- _TASK REQUIREMENTS_: Format the lines below as a two-column CSV with the headers instruction and points. Make one row for each bracketed answer, with the lines that precede it in the first field and the answer in the second, each field enclosed in double quotes and any line breaks replaced by spaces.

- _INPUT ROWS_:
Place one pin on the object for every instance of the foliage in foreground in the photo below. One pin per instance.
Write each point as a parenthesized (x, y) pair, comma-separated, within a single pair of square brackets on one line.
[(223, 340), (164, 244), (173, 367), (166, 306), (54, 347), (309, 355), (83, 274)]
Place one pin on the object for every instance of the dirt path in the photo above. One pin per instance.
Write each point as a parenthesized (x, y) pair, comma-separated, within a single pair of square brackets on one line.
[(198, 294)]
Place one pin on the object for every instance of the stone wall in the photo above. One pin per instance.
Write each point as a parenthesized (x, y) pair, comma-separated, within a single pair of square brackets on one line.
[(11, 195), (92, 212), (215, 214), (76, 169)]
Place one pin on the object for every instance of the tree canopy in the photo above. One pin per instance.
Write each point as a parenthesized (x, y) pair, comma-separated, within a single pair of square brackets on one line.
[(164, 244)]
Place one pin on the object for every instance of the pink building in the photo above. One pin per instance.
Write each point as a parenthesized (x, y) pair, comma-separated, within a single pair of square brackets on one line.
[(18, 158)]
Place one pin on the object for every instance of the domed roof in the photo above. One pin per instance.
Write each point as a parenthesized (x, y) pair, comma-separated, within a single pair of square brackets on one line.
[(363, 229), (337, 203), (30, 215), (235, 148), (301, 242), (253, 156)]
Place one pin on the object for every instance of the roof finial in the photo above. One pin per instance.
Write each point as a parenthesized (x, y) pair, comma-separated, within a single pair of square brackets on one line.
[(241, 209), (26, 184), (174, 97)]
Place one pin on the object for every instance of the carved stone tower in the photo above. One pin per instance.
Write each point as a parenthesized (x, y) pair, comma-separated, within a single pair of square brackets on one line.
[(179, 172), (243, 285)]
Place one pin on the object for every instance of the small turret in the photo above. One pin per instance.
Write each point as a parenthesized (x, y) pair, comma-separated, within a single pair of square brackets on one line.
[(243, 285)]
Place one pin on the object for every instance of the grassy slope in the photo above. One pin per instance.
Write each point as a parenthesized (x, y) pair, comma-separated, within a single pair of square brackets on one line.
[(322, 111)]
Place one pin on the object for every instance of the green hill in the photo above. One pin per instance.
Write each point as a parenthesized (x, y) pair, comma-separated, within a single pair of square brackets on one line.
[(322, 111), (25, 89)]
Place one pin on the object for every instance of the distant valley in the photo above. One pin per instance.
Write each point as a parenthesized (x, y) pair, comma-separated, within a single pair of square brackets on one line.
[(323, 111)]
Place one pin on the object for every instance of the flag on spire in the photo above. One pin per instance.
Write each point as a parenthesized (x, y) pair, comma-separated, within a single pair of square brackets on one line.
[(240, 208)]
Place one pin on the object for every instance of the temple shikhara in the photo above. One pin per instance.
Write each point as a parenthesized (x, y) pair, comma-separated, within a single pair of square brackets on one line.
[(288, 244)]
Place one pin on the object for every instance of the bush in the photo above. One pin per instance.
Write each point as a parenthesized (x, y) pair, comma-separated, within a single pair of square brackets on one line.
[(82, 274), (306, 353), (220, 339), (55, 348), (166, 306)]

- _SOLUTION TO THE EXERCISE_:
instruction,points
"Place one pin on the object for every instance of the foliage in foreground in the photo below. One pin per instance. Write each point as a parenthesized (x, y) pair, comma-separated, within a single pair of square brackets on one line.","[(223, 340), (164, 244), (173, 367), (166, 306), (54, 347), (309, 355), (83, 274)]"
"Place one pin on the object for every instance of the dirt path in the photo above. One pin per instance. Write each point as a parenthesized (x, y) pair, comma-separated, within a single pair of square brackets on one line.","[(198, 294)]"
"Place one pin on the object for every instance of the stone wall in the photo above. One pin per instance. Write each point as a parenthesized (x, y) pair, comma-separated, within a single pair of square brackets on one line.","[(11, 195), (92, 212), (215, 214), (76, 169)]"
"Place one pin on the object for every instance of the tree canopy in the photo above. One pin per instance. Write each point as a parenthesized (x, y) pair, comma-separated, within a single pair of square brackets on one line.","[(164, 244)]"
"Place one pin on the object for every instance of the pink building in the photo above. One pin per instance. Write each point as a parenthesized (x, y) pair, comma-separated, within a single pair of square brackets on one line.","[(18, 158)]"
"Place one pin on the object for every instance of the domed roof in the photo above. One pin per instance. Write each point as a parenthesized (x, y) pair, comma-separated, within a single pair of square brackets on one line.","[(363, 229), (337, 203), (30, 215), (235, 148), (301, 242), (253, 156)]"
"Place one pin on the object for every instance of the roof finial in the photo above. One pin per instance. Write each point as a parenthesized (x, y) pair, comma-separated, within a single pair of square brackets on one line.","[(241, 209), (26, 184), (174, 97)]"
"Place one pin on the object for every instance of the carved stone tower in the photo above. One pin per instance. Write each point as a parenthesized (x, y) pair, comma-separated, within a single pair of square brackets on one line.","[(179, 172), (243, 285)]"
"Place one pin on the object for every instance of the small turret in the photo above. One pin per instance. Write each point as a parenthesized (x, y) pair, comma-separated, within a single pair of square brackets on one line.","[(243, 285)]"
"Place one pin on the object for every instance of the grassy slope in the photo above. One pin per instance. Write each point as a parenthesized (x, y) pair, comma-separated, within a single pair of square brackets on one line.","[(322, 111)]"
"Place one pin on the object for every instance of the green hill in the photo above. One pin per instance. Write each point as a parenthesized (x, y) pair, comma-separated, within a single pair of square brackets on one line.","[(322, 111), (25, 89)]"
"Place one pin on the object for every instance of the distant valley in the photo above. One pin per instance. Write each point as a parenthesized (x, y) pair, comma-separated, within a single pair of square brackets on one line.","[(323, 111)]"
"Place one pin on the object for every instance of the flag on spire in the photo above. One pin per instance. Write each point as a parenthesized (x, y) pair, comma-separated, within a single pair of square brackets on one line.","[(240, 208)]"
"Place one pin on the object for every instance of the temple shikhara in the photo above. One pin per instance. Write each point as a parenthesized (x, y) pair, comma-separated, within a single pair of square brackets on one line.","[(288, 244)]"
"Place one pin on the object for every instance of the bush in the photo above. One pin per instance. Write each point as a parenthesized (x, y) pair, comma-separated, within a single pair of square brackets on one line.","[(82, 274), (306, 353), (220, 339), (55, 348), (166, 306)]"